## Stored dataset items
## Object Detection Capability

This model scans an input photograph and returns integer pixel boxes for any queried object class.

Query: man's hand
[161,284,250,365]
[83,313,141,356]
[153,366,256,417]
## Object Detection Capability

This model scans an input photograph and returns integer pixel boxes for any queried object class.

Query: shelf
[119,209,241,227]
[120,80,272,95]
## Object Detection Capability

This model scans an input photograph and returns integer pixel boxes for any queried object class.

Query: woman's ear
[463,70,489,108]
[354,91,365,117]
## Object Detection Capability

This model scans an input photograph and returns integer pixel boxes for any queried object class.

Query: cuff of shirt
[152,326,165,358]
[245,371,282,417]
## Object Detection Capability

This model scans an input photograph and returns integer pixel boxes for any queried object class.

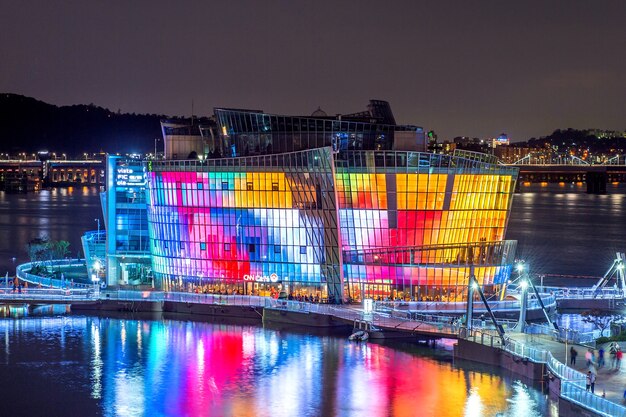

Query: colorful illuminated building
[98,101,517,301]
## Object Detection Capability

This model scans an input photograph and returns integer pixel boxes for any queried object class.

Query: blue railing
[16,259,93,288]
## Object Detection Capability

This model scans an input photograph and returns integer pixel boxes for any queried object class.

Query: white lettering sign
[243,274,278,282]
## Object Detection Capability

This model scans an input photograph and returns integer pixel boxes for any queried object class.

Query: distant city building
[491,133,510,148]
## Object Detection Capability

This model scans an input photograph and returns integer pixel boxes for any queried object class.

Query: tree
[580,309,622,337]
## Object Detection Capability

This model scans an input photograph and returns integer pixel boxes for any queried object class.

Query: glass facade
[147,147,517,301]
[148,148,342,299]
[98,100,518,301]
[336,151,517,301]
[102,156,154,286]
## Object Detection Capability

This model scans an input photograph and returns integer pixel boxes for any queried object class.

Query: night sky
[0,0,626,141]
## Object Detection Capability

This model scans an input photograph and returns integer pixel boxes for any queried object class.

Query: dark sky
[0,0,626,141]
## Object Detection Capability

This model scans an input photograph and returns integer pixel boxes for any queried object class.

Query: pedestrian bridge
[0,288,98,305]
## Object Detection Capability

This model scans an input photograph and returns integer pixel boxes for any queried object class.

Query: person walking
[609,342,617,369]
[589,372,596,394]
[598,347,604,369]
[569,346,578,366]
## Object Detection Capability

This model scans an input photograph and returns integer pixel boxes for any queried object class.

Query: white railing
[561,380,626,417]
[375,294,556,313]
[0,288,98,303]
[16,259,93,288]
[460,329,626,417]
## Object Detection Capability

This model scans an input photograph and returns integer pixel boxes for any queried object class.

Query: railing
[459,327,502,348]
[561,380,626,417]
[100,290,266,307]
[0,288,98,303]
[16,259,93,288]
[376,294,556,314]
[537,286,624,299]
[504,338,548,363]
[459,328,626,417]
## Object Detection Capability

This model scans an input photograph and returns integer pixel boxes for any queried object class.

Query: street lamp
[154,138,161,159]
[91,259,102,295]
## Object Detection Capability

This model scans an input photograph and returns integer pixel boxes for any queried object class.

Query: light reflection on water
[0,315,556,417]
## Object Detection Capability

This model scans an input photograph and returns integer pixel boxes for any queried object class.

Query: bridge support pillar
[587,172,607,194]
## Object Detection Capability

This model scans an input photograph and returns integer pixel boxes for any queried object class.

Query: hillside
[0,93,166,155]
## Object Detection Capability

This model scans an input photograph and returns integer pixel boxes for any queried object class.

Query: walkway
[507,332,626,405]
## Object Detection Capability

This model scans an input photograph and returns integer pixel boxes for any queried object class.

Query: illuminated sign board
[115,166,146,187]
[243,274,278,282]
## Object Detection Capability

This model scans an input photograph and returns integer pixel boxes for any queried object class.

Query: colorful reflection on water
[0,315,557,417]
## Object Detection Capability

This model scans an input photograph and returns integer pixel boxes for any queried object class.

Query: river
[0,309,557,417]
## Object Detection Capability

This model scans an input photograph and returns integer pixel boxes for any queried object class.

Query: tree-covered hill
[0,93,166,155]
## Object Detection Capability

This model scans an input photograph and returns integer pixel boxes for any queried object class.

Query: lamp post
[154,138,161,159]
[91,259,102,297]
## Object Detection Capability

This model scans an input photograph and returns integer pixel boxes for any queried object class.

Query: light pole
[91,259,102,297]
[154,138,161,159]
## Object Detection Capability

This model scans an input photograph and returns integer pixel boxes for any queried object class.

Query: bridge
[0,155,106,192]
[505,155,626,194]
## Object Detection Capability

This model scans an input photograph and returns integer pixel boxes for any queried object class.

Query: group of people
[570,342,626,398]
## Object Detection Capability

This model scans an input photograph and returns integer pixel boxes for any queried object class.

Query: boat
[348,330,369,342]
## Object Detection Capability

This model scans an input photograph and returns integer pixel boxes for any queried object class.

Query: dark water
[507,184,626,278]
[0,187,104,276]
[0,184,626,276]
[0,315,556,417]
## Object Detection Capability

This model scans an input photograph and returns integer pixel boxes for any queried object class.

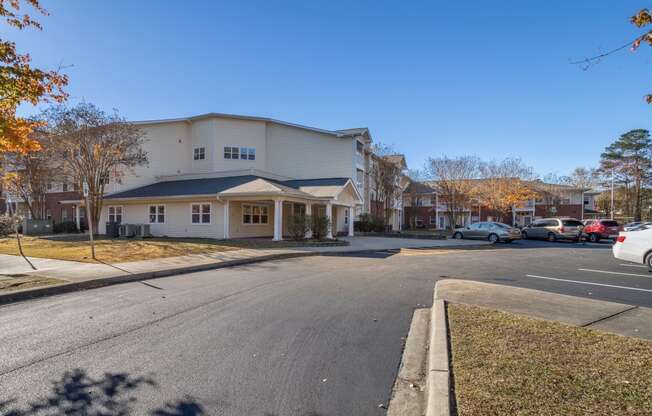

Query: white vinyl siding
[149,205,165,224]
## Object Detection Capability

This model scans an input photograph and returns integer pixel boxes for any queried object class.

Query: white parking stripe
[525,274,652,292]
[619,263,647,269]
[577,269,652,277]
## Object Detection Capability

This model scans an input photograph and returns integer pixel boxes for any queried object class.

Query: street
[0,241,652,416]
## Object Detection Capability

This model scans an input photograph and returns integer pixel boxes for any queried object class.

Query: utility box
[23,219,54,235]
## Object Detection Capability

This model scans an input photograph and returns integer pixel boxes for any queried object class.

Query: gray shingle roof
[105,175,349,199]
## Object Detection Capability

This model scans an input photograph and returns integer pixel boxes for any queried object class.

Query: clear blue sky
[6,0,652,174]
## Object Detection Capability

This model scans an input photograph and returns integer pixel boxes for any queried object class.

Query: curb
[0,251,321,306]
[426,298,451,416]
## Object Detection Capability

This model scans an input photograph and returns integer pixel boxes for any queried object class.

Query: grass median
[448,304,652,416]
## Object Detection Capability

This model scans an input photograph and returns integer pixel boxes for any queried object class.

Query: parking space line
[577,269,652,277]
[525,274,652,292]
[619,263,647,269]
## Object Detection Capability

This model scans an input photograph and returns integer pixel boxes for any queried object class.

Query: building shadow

## Written task
Identify every line in the records above that contains the word "blue", and copy each one. Case counts.

## Answer to the task
Query: blue railing
Query: clear blue sky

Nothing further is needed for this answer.